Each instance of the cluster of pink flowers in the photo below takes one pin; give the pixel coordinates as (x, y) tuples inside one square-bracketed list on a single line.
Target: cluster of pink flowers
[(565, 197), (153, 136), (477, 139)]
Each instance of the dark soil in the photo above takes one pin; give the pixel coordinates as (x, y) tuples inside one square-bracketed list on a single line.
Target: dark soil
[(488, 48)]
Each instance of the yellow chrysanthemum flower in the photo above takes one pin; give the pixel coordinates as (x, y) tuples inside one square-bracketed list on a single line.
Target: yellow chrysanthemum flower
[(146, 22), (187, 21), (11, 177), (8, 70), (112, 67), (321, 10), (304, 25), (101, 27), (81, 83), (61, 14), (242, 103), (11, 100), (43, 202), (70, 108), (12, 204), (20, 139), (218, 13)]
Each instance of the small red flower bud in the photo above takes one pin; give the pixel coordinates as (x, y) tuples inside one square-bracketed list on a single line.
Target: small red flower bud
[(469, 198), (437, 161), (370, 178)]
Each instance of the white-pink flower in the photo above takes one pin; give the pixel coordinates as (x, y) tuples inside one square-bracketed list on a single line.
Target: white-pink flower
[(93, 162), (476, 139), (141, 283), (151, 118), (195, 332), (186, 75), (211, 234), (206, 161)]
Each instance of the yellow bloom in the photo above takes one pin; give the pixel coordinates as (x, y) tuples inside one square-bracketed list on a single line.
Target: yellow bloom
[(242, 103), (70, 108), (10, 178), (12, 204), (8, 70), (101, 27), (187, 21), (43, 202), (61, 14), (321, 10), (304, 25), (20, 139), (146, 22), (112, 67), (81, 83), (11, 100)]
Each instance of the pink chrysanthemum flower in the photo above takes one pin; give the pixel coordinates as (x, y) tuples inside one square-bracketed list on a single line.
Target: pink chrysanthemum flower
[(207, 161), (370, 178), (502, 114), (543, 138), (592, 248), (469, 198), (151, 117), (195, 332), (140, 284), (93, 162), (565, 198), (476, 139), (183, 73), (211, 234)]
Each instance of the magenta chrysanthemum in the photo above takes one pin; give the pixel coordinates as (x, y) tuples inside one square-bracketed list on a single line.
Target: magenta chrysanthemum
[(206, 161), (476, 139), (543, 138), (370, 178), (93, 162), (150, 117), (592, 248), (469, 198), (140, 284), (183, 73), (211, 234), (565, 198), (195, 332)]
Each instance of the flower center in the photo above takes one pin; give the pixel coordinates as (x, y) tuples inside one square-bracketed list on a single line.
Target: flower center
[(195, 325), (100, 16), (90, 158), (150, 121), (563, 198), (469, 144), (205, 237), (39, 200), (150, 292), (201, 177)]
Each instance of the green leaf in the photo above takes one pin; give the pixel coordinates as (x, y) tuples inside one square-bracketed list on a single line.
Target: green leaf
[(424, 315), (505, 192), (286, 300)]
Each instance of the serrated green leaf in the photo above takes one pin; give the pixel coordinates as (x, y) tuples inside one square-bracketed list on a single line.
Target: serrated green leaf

**TO BE DONE**
Can you repeat the items beginning at the line that contains "Each instance of the yellow chrysanthemum" and stopping after the line that contains "Target: yellow chrysanthemum flower"?

**RESULT FOR THIS EXERCISE**
Each instance of the yellow chrysanthemum flower in the photo above takes one pin; give the pixel coordinates as (x, y) tuples inside one square-bracketed list on a single line.
Target: yellow chrysanthemum flower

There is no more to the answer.